How many lines of the records below contain the word "surface"? Reply with the number alone.

| Supplied records |
# # # # # # #

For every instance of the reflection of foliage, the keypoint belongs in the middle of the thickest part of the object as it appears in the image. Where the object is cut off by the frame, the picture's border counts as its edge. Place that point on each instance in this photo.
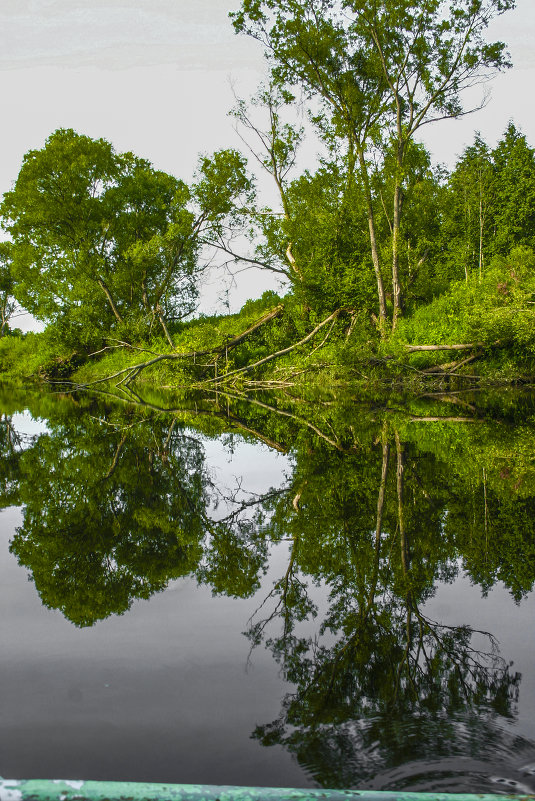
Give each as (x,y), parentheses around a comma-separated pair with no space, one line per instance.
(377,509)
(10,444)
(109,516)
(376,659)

# # # # # # #

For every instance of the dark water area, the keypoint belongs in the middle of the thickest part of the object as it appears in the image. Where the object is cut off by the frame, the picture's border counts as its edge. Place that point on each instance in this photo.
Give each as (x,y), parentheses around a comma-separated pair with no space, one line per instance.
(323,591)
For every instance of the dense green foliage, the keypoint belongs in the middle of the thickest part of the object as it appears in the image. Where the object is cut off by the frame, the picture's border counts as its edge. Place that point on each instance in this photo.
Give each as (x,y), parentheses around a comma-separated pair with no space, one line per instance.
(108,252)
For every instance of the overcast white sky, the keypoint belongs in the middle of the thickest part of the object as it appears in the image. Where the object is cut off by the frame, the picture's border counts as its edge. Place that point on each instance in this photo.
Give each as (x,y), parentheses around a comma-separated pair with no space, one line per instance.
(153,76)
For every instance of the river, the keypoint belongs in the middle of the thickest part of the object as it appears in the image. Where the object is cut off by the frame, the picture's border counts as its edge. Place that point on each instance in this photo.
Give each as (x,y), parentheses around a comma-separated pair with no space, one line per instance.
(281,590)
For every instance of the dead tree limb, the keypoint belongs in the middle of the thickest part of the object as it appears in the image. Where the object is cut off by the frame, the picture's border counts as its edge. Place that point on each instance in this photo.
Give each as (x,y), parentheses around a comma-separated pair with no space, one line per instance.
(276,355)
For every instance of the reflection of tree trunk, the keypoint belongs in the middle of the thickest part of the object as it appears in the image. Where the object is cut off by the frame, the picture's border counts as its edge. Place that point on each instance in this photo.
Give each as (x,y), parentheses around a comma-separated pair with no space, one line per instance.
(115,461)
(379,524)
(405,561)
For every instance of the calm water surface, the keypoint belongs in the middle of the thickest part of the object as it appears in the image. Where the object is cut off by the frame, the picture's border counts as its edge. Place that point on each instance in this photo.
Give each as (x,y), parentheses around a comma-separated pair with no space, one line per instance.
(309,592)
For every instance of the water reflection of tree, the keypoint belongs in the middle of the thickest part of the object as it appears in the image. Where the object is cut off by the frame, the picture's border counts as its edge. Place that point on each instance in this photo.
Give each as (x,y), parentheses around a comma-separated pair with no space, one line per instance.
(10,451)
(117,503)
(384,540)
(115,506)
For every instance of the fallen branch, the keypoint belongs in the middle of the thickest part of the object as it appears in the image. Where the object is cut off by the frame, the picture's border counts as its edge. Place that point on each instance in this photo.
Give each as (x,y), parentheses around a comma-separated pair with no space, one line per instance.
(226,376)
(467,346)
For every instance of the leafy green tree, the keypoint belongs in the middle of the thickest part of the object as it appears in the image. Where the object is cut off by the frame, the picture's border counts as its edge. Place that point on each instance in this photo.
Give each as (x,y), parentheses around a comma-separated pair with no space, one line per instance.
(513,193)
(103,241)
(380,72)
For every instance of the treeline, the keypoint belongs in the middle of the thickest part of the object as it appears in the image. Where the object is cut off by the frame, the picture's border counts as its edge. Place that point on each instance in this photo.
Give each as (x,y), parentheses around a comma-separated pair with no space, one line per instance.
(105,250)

# # # # # # #

| Exercise answer |
1